[TASK INPUT]:
..............................

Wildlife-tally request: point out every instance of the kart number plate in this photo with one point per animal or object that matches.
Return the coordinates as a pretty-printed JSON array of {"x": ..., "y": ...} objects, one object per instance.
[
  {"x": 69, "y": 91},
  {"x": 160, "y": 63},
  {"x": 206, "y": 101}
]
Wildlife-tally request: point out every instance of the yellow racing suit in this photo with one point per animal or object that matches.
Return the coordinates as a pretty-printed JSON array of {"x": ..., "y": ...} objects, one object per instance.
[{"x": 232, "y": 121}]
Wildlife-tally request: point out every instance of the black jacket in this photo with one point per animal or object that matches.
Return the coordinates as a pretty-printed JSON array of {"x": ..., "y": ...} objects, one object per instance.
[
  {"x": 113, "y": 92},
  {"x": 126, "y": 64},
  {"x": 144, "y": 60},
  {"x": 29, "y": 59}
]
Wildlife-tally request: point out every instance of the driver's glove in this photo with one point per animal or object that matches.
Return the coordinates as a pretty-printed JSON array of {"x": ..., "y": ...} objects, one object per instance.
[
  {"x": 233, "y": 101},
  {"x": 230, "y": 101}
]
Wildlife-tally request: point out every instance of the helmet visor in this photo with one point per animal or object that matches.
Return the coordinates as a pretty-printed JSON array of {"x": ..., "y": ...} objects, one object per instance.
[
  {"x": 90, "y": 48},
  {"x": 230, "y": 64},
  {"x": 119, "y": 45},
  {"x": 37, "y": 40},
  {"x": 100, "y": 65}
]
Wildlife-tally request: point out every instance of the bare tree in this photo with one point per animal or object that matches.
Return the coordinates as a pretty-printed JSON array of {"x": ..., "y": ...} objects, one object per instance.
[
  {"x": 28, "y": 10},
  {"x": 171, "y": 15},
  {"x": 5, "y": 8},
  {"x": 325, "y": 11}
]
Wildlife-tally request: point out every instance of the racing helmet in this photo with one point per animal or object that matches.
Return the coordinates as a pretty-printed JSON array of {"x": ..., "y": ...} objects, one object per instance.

..............................

[WORK ITEM]:
From the line holding "Wildlife-tally request: point out every instance of the helmet" to the last line of the material above, reproduce every line exactly, and only those.

[TASK RESULT]:
Wildlife-tally request: point out every instance of the helmet visor in this photo with one point per animal or object that matches.
Return the coordinates as a pretty-printed JSON array of {"x": ..., "y": ...} objects, one object per instance.
[
  {"x": 90, "y": 48},
  {"x": 230, "y": 64},
  {"x": 119, "y": 45},
  {"x": 37, "y": 40},
  {"x": 100, "y": 65}
]
Wildlife-tally request: point out every instance of the bare tree in this photo with one point per animal or object that matches.
Return the coordinates as a pretty-printed JSON array of {"x": ..., "y": ...} objects, one object per instance.
[
  {"x": 28, "y": 10},
  {"x": 171, "y": 15},
  {"x": 5, "y": 8},
  {"x": 325, "y": 11}
]
Wildlife-tally request: point out every instance of the racing helmet in this photo with one point per animal or object that matches.
Return the coordinates as a pretty-printed JSON array of {"x": ..., "y": ...} objects, one object per instance.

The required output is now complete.